>> begin SOURCE MATERIAL

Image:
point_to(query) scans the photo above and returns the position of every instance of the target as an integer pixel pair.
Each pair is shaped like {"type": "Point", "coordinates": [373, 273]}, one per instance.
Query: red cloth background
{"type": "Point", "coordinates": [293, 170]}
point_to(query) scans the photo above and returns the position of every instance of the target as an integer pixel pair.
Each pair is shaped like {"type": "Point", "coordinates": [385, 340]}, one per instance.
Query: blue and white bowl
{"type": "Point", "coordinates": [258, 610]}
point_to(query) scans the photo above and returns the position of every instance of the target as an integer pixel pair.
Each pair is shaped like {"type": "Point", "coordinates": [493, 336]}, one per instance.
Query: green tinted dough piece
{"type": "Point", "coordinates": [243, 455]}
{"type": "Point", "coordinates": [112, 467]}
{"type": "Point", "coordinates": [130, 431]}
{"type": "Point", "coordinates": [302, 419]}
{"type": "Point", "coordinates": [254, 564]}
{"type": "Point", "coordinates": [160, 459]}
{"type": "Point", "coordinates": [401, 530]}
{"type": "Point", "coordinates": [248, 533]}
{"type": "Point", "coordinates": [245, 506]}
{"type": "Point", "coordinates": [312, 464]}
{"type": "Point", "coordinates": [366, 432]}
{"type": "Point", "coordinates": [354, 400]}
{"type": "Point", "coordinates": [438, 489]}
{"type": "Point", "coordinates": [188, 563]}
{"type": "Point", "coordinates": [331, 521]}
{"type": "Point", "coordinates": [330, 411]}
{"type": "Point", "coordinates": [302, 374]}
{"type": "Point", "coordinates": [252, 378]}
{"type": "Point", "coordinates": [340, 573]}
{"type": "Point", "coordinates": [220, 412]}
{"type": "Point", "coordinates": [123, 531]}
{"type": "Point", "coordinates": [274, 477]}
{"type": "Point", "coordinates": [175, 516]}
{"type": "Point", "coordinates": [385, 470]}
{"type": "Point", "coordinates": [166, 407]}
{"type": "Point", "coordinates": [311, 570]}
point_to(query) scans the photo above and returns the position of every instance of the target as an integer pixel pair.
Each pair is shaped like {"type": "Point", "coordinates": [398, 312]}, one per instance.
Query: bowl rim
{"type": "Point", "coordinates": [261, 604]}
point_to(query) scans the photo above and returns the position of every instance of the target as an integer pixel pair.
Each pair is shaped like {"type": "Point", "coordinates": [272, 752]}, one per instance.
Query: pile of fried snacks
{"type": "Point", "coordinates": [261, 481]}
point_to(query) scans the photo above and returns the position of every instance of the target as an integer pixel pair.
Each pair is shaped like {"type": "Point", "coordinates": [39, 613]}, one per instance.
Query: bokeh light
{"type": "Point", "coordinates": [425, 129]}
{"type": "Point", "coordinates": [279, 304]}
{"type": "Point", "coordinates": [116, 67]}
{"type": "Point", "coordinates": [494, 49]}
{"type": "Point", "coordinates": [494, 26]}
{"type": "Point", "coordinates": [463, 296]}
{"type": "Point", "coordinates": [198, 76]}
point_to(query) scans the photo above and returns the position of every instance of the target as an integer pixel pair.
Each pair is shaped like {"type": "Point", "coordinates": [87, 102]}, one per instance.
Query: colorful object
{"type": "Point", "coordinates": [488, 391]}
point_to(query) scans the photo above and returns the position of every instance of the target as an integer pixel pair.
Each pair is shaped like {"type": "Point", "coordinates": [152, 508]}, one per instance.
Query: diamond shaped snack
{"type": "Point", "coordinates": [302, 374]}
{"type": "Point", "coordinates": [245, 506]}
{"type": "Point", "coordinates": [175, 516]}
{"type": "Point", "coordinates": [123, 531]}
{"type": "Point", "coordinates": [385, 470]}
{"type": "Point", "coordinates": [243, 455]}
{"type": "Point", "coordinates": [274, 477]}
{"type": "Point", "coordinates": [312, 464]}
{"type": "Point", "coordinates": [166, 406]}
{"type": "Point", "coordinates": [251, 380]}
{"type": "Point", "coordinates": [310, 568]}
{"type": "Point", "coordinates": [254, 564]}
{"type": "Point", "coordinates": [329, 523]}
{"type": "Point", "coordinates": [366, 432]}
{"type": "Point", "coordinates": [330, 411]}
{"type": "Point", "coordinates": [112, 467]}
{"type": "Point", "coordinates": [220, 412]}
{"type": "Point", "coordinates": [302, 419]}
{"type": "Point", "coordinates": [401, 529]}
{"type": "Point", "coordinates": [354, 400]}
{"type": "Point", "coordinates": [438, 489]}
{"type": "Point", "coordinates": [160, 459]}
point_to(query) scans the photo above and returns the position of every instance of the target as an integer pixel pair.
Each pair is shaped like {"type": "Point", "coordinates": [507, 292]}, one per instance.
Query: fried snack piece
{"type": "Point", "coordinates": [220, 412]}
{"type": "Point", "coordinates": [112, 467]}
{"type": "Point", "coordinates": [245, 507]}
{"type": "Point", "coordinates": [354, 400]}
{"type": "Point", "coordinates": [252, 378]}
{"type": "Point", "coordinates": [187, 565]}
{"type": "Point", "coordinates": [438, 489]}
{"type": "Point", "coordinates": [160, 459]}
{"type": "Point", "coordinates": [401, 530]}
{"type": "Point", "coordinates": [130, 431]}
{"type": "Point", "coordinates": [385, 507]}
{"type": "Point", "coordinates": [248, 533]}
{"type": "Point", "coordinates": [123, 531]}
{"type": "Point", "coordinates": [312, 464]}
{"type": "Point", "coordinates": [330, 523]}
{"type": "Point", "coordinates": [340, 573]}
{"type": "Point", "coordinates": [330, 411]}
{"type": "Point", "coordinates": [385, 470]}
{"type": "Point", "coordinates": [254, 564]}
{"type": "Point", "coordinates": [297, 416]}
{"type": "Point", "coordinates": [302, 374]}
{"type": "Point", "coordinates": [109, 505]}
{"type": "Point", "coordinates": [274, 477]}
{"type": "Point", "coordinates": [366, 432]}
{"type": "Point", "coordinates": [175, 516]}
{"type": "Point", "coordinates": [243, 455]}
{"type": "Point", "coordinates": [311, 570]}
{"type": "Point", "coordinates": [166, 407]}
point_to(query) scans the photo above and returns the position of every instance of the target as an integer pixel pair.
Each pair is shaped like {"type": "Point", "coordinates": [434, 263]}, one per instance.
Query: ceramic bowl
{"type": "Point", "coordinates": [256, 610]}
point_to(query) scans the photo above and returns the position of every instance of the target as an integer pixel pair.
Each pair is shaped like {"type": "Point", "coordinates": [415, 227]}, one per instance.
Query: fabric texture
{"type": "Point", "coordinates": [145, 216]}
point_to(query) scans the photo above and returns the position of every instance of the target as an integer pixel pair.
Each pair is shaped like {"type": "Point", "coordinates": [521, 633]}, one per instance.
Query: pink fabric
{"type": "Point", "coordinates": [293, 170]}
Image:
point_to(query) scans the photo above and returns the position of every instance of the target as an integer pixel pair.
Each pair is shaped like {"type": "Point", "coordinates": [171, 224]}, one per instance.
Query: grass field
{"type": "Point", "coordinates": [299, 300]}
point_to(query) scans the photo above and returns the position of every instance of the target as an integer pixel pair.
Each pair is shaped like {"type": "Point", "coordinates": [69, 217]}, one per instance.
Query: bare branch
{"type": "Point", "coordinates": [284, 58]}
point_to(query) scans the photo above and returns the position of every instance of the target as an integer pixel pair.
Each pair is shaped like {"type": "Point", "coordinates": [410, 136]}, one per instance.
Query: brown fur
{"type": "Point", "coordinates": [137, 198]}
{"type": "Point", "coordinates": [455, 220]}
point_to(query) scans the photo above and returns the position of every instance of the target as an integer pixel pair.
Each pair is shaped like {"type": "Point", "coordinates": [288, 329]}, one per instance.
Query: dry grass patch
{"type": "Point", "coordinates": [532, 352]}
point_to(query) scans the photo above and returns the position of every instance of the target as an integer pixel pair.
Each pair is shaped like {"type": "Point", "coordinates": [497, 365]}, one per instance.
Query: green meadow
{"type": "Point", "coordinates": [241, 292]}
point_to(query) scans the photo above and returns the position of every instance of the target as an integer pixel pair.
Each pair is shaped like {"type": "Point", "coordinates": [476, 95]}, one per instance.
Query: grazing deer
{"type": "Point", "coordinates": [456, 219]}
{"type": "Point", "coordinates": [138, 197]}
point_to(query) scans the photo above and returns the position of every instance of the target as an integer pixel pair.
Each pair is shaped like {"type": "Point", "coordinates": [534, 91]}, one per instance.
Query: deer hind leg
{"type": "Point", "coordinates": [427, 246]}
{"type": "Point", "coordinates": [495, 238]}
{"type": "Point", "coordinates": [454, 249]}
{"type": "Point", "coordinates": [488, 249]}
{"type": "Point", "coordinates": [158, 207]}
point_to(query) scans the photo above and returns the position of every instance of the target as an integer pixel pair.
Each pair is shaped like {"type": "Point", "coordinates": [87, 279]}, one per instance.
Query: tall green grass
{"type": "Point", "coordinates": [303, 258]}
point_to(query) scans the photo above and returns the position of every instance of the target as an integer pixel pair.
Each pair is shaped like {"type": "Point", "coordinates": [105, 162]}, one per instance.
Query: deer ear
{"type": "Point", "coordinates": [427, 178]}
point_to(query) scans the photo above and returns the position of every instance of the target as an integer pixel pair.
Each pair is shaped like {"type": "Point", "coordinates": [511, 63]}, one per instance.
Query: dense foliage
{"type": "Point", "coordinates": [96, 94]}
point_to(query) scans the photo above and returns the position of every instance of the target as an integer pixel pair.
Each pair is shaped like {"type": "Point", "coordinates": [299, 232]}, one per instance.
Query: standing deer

>> end SOURCE MATERIAL

**DIRECTIVE:**
Can you reproduce, word for word, the part of the items that runs from their very beginning through the line containing "Query: red cloth background", including that line?

**FINISHED EXERCISE:**
Image:
point_to(query) scans the photo above and returns the position of every instance of the target as an integer pixel pair.
Each pair is shaped like {"type": "Point", "coordinates": [373, 273]}, one per instance.
Query: red cloth background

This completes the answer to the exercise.